SUPPLIED DATA Block Start
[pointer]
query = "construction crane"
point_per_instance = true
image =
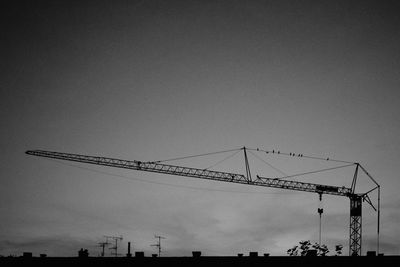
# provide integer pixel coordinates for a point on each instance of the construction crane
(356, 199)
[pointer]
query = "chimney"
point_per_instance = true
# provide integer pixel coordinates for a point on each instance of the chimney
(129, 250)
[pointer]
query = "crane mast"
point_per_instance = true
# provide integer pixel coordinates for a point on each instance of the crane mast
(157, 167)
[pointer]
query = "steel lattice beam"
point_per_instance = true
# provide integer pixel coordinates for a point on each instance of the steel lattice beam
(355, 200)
SUPPLIED DATA Block End
SUPPLIED DATA Block Start
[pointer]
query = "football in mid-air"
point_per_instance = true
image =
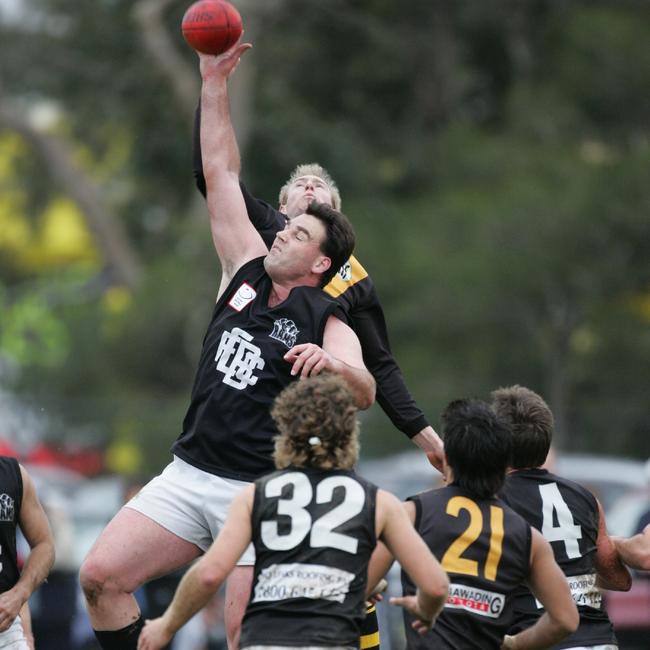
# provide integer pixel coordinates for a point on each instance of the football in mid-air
SUPPLIED DATA Block End
SUPPLIED DATA Block Start
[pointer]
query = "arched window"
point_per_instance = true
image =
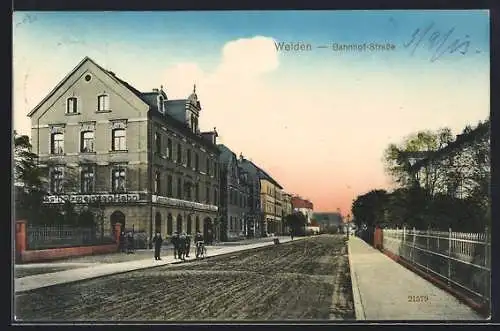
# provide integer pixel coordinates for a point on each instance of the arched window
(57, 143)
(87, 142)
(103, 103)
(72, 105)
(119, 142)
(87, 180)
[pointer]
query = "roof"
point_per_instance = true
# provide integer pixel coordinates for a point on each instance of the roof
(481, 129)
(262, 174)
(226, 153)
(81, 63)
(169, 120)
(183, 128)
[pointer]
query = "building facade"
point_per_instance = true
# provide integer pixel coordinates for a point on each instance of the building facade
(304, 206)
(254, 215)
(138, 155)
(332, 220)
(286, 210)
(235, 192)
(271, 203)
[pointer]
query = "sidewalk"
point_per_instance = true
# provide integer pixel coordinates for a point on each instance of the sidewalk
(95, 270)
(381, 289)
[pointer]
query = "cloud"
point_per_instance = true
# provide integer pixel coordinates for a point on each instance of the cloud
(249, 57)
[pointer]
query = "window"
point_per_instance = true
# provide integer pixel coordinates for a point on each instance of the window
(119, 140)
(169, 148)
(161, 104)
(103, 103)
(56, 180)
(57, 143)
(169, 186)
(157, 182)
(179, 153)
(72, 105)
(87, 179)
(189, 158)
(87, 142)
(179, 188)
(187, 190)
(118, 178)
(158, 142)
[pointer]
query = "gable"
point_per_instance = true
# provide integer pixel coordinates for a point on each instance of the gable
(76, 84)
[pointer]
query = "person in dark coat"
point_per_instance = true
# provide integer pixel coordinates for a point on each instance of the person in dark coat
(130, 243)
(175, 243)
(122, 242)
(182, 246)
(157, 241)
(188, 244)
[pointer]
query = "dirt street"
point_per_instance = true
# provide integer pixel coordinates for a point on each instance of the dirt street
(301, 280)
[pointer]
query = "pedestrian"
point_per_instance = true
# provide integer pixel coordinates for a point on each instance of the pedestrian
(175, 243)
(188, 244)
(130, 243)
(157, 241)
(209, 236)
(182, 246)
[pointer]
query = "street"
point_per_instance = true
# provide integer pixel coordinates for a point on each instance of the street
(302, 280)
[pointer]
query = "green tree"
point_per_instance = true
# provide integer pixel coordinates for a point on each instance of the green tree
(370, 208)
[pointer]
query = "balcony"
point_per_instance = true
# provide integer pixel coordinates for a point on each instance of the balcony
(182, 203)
SUPPLIED DATA Block End
DESCRIPTION OF THE TASK.
Based on the listing, determine the number of lines that include the string "football", and give that number without further text.

TASK ANSWER.
2